→ **Written request**
Locate each line in the data containing the string "green" and copy those lines out. Matching is case-sensitive.

→ **Provided records**
----

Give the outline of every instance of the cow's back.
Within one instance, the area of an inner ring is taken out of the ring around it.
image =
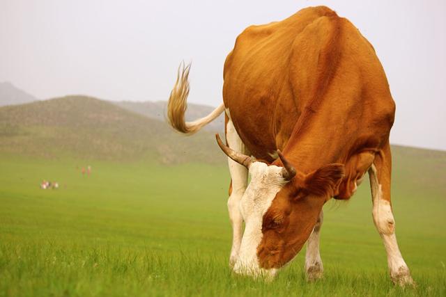
[[[325,132],[318,129],[337,125],[331,138],[350,133],[348,141],[355,142],[365,137],[357,131],[372,125],[388,136],[393,121],[394,106],[373,47],[326,7],[247,29],[226,58],[224,77],[225,106],[258,158],[271,160],[270,154],[284,149],[293,133],[295,141],[305,143],[305,130],[313,129],[323,142]],[[364,113],[367,118],[355,123]],[[346,120],[337,122],[330,114]]]

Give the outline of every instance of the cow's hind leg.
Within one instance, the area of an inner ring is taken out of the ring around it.
[[[232,121],[227,116],[226,128],[226,142],[229,147],[236,152],[248,154],[245,145],[232,124]],[[233,266],[237,260],[240,245],[243,236],[243,218],[240,212],[239,204],[247,186],[248,170],[245,166],[240,165],[230,158],[228,158],[228,165],[231,180],[229,188],[229,199],[228,200],[228,211],[229,211],[229,218],[233,230],[229,265]]]
[[[387,144],[386,148],[376,156],[369,170],[374,204],[372,214],[387,254],[390,278],[394,283],[403,286],[413,284],[413,280],[399,251],[395,236],[395,220],[390,202],[391,162],[390,147]]]
[[[321,211],[318,221],[307,242],[305,253],[305,273],[308,281],[321,278],[323,272],[322,259],[319,253],[319,235],[323,221],[323,212]]]

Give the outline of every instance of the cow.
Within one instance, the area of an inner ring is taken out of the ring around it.
[[[216,138],[231,174],[236,273],[273,278],[307,242],[306,276],[321,278],[323,206],[349,199],[368,172],[391,280],[413,284],[390,200],[395,104],[374,47],[355,26],[318,6],[248,27],[224,63],[223,103],[187,122],[190,70],[178,69],[168,120],[192,134],[225,112],[226,144]]]

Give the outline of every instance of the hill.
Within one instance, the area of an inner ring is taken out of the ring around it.
[[[165,122],[85,96],[0,108],[0,152],[5,153],[215,163],[224,156],[214,139],[206,131],[184,137]]]
[[[0,83],[0,106],[22,104],[37,100],[34,96],[14,86],[11,83]]]
[[[150,101],[144,102],[132,101],[110,101],[110,103],[150,118],[164,121],[166,118],[167,102],[165,101],[157,101],[155,102]],[[214,109],[214,107],[206,105],[190,103],[187,104],[187,110],[186,111],[186,120],[192,121],[197,120],[197,118],[203,118],[210,113]],[[205,126],[203,129],[223,133],[224,131],[224,115],[222,114],[215,120],[210,122],[207,126]]]
[[[148,111],[150,104],[141,104]],[[85,96],[0,107],[0,153],[166,164],[225,163],[213,133],[202,131],[186,137],[164,121]],[[396,184],[446,194],[446,152],[394,145],[392,154]]]

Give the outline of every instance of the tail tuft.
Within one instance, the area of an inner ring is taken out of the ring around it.
[[[167,120],[176,131],[185,134],[193,134],[203,126],[214,120],[224,110],[222,103],[217,109],[204,118],[187,122],[185,113],[187,109],[187,95],[189,95],[189,71],[190,64],[187,66],[184,62],[180,64],[175,86],[170,93],[167,103]]]

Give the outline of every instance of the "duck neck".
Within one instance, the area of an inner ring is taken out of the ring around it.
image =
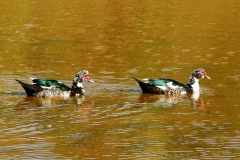
[[[83,88],[82,83],[73,81],[72,88],[71,88],[71,96],[84,94],[84,92],[85,90]]]
[[[199,79],[194,77],[193,75],[190,76],[188,83],[187,83],[187,88],[189,92],[199,92]]]

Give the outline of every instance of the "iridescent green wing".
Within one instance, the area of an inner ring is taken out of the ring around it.
[[[56,88],[60,88],[63,91],[71,90],[68,86],[66,86],[65,84],[57,80],[32,79],[32,81],[33,83],[41,86],[42,88],[56,87]]]

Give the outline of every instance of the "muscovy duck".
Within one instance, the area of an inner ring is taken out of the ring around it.
[[[147,79],[147,82],[136,80],[144,93],[155,94],[186,94],[199,92],[199,80],[201,78],[211,79],[203,68],[196,69],[190,76],[187,85],[179,83],[173,79],[159,78]]]
[[[78,96],[85,92],[83,82],[94,83],[87,70],[80,71],[75,75],[71,88],[57,80],[30,79],[33,84],[26,84],[18,79],[16,81],[22,85],[28,96],[36,97]]]

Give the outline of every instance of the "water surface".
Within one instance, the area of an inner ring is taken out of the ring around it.
[[[5,1],[0,6],[1,159],[237,159],[240,3]],[[136,78],[200,97],[143,94]],[[26,97],[16,78],[90,72],[71,98]]]

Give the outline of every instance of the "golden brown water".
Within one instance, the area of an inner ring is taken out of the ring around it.
[[[240,158],[240,2],[3,1],[0,159]],[[186,83],[198,100],[142,94],[131,77]],[[82,69],[79,98],[26,97],[15,78]]]

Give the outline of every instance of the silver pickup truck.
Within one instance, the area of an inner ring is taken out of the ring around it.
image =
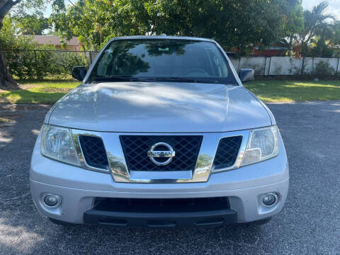
[[[288,191],[269,109],[214,40],[110,40],[47,114],[30,189],[55,223],[175,227],[266,221]]]

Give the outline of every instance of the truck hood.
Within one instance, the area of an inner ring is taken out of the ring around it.
[[[82,84],[51,110],[49,123],[122,132],[226,132],[271,125],[242,86],[175,82]]]

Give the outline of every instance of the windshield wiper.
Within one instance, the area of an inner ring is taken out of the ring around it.
[[[144,81],[178,81],[178,82],[203,82],[200,81],[193,78],[186,77],[150,77],[150,78],[141,78],[141,80]]]
[[[137,78],[132,76],[122,76],[122,75],[110,75],[97,76],[91,79],[92,81],[136,81]]]

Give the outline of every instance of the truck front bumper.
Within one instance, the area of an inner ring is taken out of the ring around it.
[[[38,210],[48,217],[76,224],[166,227],[215,225],[264,219],[278,213],[287,198],[289,170],[285,151],[280,140],[280,153],[271,159],[215,173],[206,182],[172,183],[118,183],[109,174],[86,170],[41,155],[39,139],[33,150],[30,182]],[[273,193],[273,206],[262,203]],[[47,194],[58,198],[55,207],[44,202]],[[188,211],[143,210],[120,213],[98,210],[100,198],[180,199],[227,198],[227,207]],[[151,223],[150,223],[151,222]],[[211,224],[210,224],[211,223]]]

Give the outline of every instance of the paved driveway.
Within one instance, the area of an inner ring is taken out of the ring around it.
[[[55,225],[32,203],[28,166],[49,107],[0,105],[0,254],[340,254],[340,101],[269,104],[290,188],[266,225],[174,231]]]

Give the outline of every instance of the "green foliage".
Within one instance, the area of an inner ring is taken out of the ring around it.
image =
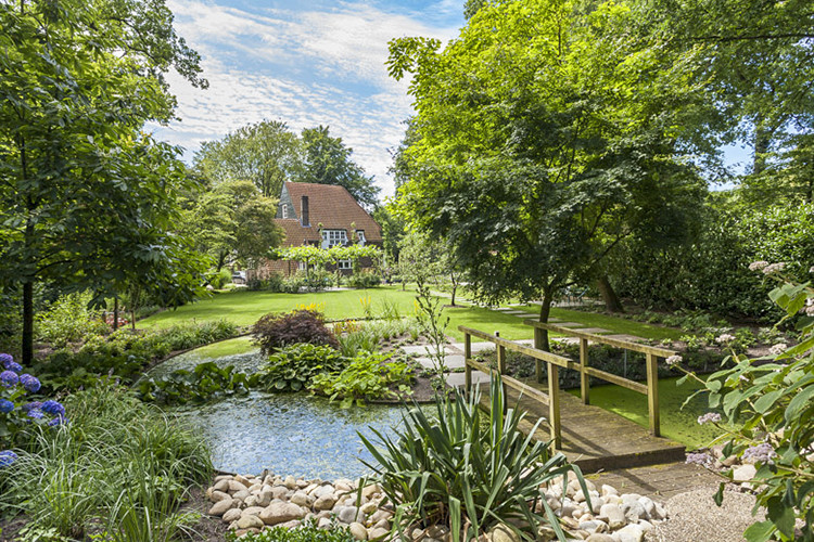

----

→ **Finished exercise**
Give the outline of every instance of the "iridescent green wing".
Give the outline of every instance of the "green foliage".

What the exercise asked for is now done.